# [Compiti richiesti]
1. Riassumi in due frasi il testo sulla sanità e il profitto.
2. Nel testo sulla sanità e il profitto, quale percentuale delle prestazioni del sistema assicurativo degli Stati Uniti si calcola venga fatta solo per guadagno?
3. Prosegui il testo sulla sanità e il profitto a partire dall'ultima frase riportata.

# [Testo fornito]
########################################
Le cure più moderne e migliori da un punto di vista tecnologico, sono spesso insostenibili per la medicina privata, e solo la sanità pubblica può garantirle a tutti.
Alcune attività al contrario, sono semplici, non convenienti per il privato, poco remunerative e quindi esposte a una corsa al ribasso dei prezzi pericolosa anch’essa: ricordiamo che in Irlanda, a furia di acquistare al prezzo più basso la lettura dei pap test, la scarsa accuratezza della lettura ha causato delle morti evitabili.
La concorrenza, e quindi la legge del profitto, in sanità fa morti e feriti, aggrava il precariato, sposta gli interessi su ciò che genera profitto e non su ciò che è necessario, danneggiando i non abbienti, che riceveranno cure da discount, e alla lunga anche i ricchi, che saranno inseriti, come già succede negli Stati Uniti, in progetti che non migliorano gli esiti delle malattie ma le casse di chi domina il mercato.
Coloro che si arricchiscono non sono i medici, né il personale sanitario, ma gli azionisti più potenti, proprio come se fossero società petrolifere.
Siamo arrivati al punto che la valutazione dell’efficacia viene fatta da chi pensa al profitto e non da chi pensa alla salute. Il piano pandemico, che ci avrebbe protetto dal coronavirus, non era aggiornato e quindi non efficace, anche perché la prevenzione è una parte della sanità non remunerativa.
La qualità dell’aria, dell’acqua, la sicurezza dei luoghi di lavoro, che contribuiscono alla salute, sono di fatto parte della medicina preventiva, ma certo non sono di interesse per chi deve fare profitto.
D’altro canto le prestazioni più remunerative, e prescritte proprio per questo, risultano essere spesso inutili e talvolta addirittura dannose: nel sistema assicurativo degli Stati Uniti si calcola che il 30% delle prestazioni sia fatto solo per guadagno e che non sia di nessuna utilità per le persone, interventi chirurgici compresi.
In Italia l’esempio è dato dal welfare aziendale sotto forma di assicurazioni sanitarie con, cui vengono garantiti ai lavoratori dei pacchetti standard di prestazioni sanitarie in modo “gratuito” (in realtà grazie ad una trattenuta mensile sul salario). Tali prestazioni spesso non servono a migliorare la salute del lavoratore (che però si ritiene in questo modo maggiormente tutelato), ma risultano remunerative sia per le assicurazioni che per le strutture sanitarie a cui esse sono convenzionate e che erogano le prestazioni.
########################################
# [Dati mostrati]
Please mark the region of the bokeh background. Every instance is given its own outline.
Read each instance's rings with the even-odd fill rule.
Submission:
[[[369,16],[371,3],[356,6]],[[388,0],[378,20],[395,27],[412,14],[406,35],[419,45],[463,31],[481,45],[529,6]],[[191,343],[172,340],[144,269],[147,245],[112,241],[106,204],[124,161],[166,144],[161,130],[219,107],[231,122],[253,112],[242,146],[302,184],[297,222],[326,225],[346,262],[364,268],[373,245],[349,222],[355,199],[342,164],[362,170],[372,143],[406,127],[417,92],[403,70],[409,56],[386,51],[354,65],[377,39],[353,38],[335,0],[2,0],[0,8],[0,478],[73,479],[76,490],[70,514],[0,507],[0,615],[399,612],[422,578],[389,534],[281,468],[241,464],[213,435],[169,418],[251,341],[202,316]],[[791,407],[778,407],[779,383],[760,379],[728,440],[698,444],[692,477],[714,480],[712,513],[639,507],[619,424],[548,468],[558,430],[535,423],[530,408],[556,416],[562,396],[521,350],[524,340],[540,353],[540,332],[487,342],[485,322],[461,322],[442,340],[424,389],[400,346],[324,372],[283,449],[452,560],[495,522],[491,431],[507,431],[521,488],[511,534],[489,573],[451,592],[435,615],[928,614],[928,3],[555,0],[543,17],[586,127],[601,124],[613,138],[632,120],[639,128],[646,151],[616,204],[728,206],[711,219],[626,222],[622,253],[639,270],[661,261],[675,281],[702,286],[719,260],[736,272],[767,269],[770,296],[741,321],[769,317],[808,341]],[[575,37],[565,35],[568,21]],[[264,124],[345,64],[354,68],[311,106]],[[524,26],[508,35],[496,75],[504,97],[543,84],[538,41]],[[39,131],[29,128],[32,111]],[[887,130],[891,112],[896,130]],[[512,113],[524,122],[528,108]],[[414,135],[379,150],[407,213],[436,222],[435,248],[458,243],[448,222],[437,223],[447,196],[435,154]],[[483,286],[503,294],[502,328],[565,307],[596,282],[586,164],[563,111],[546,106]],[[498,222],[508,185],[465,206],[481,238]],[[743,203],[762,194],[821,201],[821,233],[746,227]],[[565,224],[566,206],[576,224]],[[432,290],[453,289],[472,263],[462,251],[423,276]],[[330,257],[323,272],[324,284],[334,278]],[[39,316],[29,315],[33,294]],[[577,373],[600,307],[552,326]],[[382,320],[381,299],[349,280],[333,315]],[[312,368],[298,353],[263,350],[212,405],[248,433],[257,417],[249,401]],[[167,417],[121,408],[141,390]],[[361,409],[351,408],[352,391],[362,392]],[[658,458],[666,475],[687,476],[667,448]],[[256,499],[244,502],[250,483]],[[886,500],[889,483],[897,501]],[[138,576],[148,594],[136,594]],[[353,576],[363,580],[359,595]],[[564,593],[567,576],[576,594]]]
########################################
# [Risposte dell'esercizio]
1. La concorrenza e la legge del profitto in sanità fanno morti e feriti, spostano gli interessi su ciò che genera profitto anziché su ciò che è necessario e arricchiscono gli azionisti più potenti, non i medici né il personale sanitario. Attività non remunerative come la prevenzione vengono trascurate, mentre le prestazioni più remunerative risultano spesso inutili o dannose, come accade nel sistema assicurativo degli Stati Uniti e nel welfare aziendale in Italia.

2. Il 30%.

3.
Ma “anche i ricchi piangono”, poiché vengono turlupinati da ospedali privati che li sottopongono ad esami diagnostici o, peggio, ad interventi chirurgici inutili, vedendo nelle assicurazioni sanitarie private una grande fonte di denaro.
In quest’ottica le lunghe liste d’attesa diventano solo uno dei tanti problemi a cui dare risposte riguardo al sistema sanitario, perché, se per diminuire le liste d’attesa contiamo sul privato convenzionato, senza porre mano a cosa serve quando serve, alimentiamo questo mercato della salute e sottraiamo risorse economiche alla sanità pubblica, condannandola a non poter aggiornare e migliorare le proprie prestazioni.
La Sanità non necessita di maggiore concorrenza, anzi, al contrario; ha bisogno che le cure siano estranee al concetto di profitto e che vengano garantite a tutte e tutti, non solo per equità, ma anche perché la sanità che si occupa della popolazione è migliore di quella che si occupa della singola persona, spesso intrappolata in una sequenza di incertezze in cui l’unica sicurezza sono i guadagni di chi la tratta.
Noi chiediamo che la sanità sia pubblica, che il privato sia residuale, che il controllo sull’efficacia e sull’efficienza sia dello Stato e del popolo, di chi ne usufruisce e non di chi ci lucra.